* QUESTIONS
#1 Dans le texte sur le mot emeth, traduisez en anglais la phrase « Pour les Occidentaux, la vérité est quelque chose d'intellectuel. »
#2 Recopiez le passage du texte sur le mot emeth de « En hébreu, emeth » à « comme vérité intellectuelle. ».

* TEXTE ÉTUDIÉ
Message non lu par Cinci » mar. 28 nov. 2017, 3:19

... et la vérité vous rendra libres. (Jean 8,32)


Bonjour,

Je viens de réaliser que je comprenais pas ce passage de Jean comme il conviendrait mieux de l'entendre. C'est un commentaire du Père Pierre Van Breemen qui me le fait réaliser à l'instant. Je vous partage ça.


Lecture :

Libre dans la vérité

En hébreu, emeth est un mot qu'on considérait encore récemment comme synonyme du mot latin veritas (vérité) et qu'on traduit à présent par fidelitas (fidélité). Il communique une connaissance de Dieu. Pour l'Hébreu, c'est un mot existentiel. Sa vie, toute son existence, sont enracinées dans la fidélité de Yavhé. Il peut faire confiance à Yavhé. Yavhé ne le laissera pas tomber. Voilà emeth.

Pour les Occidentaux, la vérité est quelque chose d'intellectuel. La vérité signifie que l'idée et le mot correspondent à la réalité. C'est moins profond que la signification orientale du même mot. Jean, dans son évangile, emploie le mot plusieurs fois : par exemple, "la vérité vous libérera" (Jean 8,32). Nous passons complètement à côté du message si nous interprétons la vérité, dans ce contexte, comme vérité intellectuelle.

La vérité dont parle Jean est en fait la confiance qu'on peut avoir en l'amour de Dieu. Si je sais que je peux réellement faire confiance à Yavhé, qu'il continue à m'accepter comme une personne bien que j'aie péché, alors je suis un être libre. Emeth et le substantif, et le verbe correspondant est aman (confirmer). Notre amen vient de ce verbe. Dieu dit amen à mon existence, et il ne reviendra pas sur sa parole. Je compte vraiment pour Dieu. Il prend soin de moi avec tout son être. L'expérience la plus authentique de Dieu dans l'humanité indique cette réalité inébranlable. La plénitude de cet émeth s'est accomplie en Jésus Christ (Jean 1,14-17), la nouvelle et éternelle alliance. Saint Paul résume magnifiquement la signification de cet émeth :"Si nous sommes infidèles, lui reste fidèle, car il ne peut se renier lui-même." (2 Tm 2.13)

* DONNÉES FOURNIES
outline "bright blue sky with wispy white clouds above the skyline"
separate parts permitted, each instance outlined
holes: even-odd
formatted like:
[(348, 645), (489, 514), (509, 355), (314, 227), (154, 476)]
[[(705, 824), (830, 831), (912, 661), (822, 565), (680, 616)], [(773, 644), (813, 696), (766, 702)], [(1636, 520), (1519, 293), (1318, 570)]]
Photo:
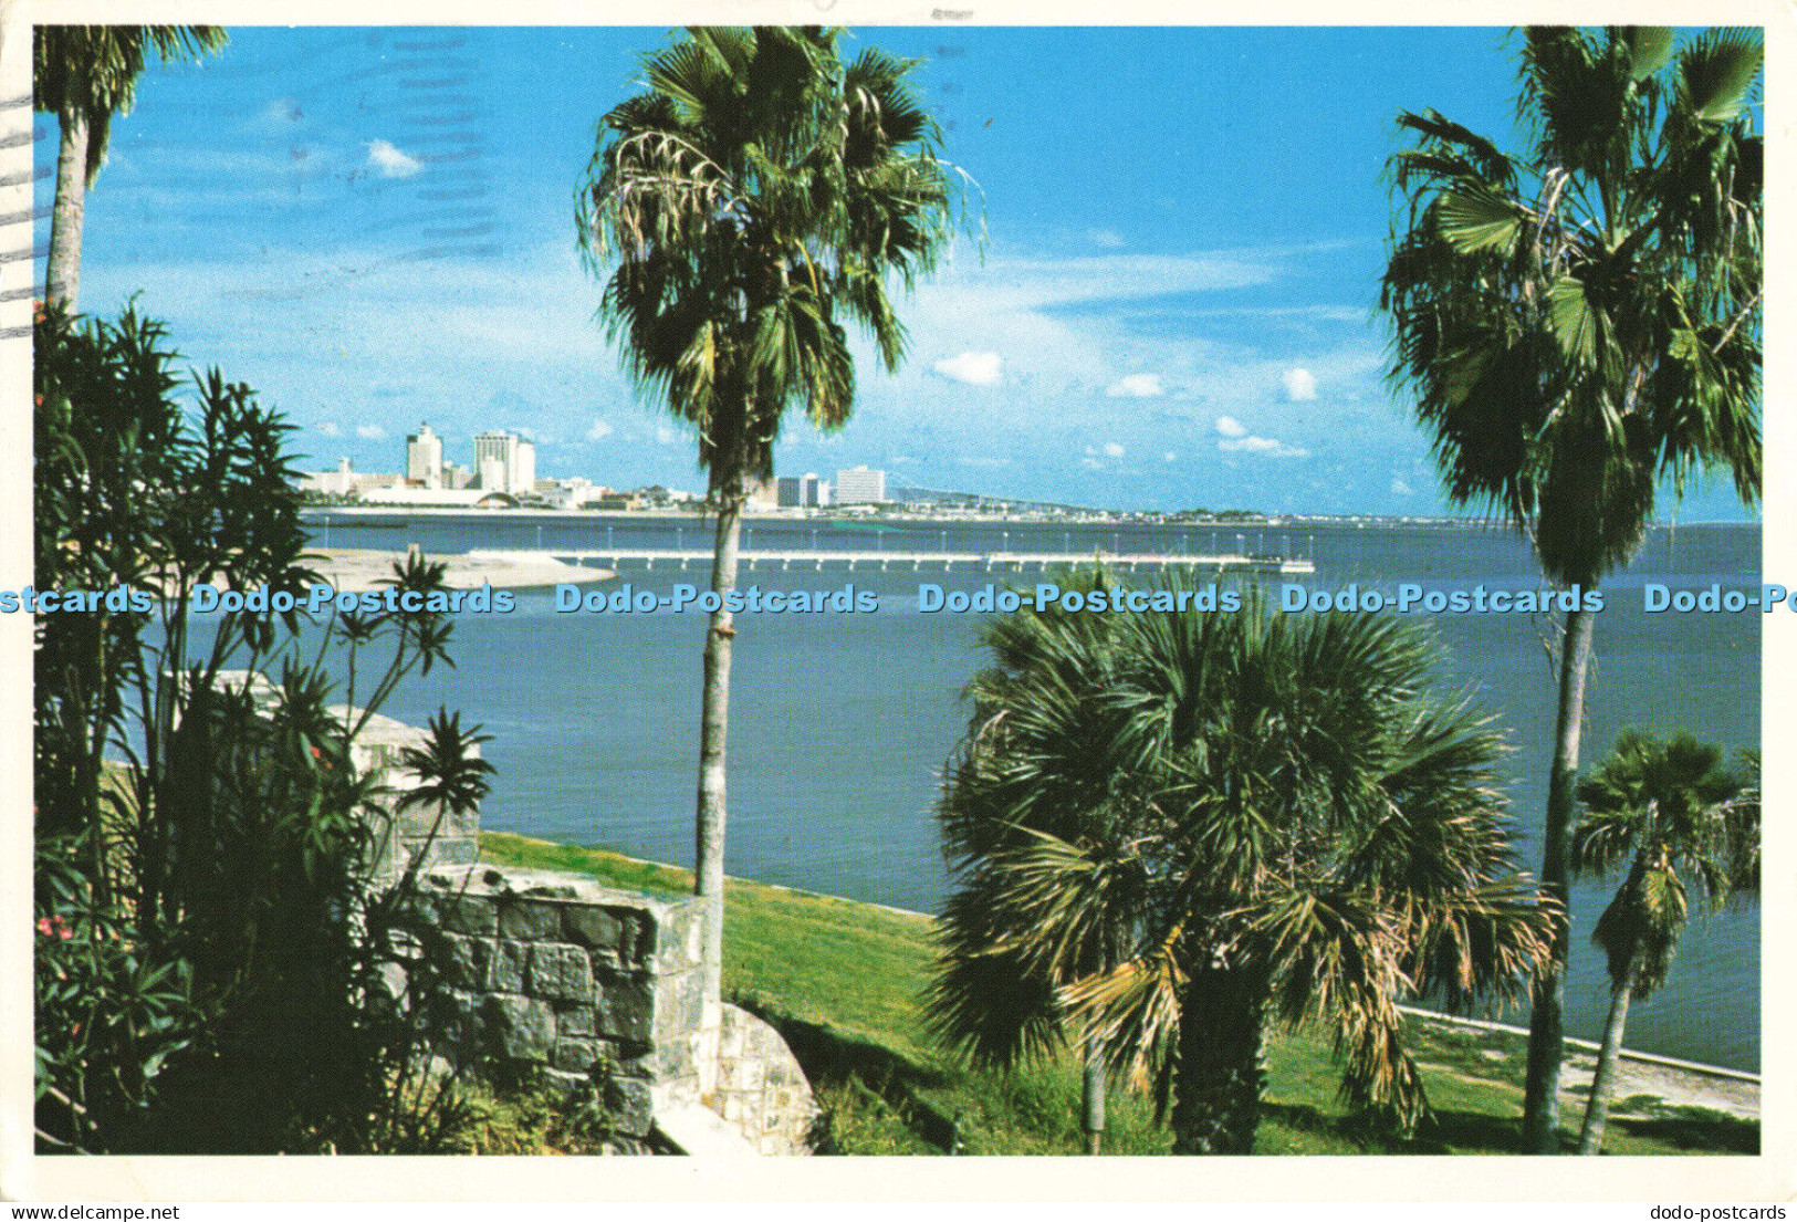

* RÉPONSES PAR CONSIGNE
#1 For Westerners, truth is something intellectual.

#2
En hébreu, emeth est un mot qu'on considérait encore récemment comme synonyme du mot latin veritas (vérité) et qu'on traduit à présent par fidelitas (fidélité). Il communique une connaissance de Dieu. Pour l'Hébreu, c'est un mot existentiel. Sa vie, toute son existence, sont enracinées dans la fidélité de Yavhé. Il peut faire confiance à Yavhé. Yavhé ne le laissera pas tomber. Voilà emeth.

Pour les Occidentaux, la vérité est quelque chose d'intellectuel. La vérité signifie que l'idée et le mot correspondent à la réalité. C'est moins profond que la signification orientale du même mot. Jean, dans son évangile, emploie le mot plusieurs fois : par exemple, "la vérité vous libérera" (Jean 8,32). Nous passons complètement à côté du message si nous interprétons la vérité, dans ce contexte, comme vérité intellectuelle.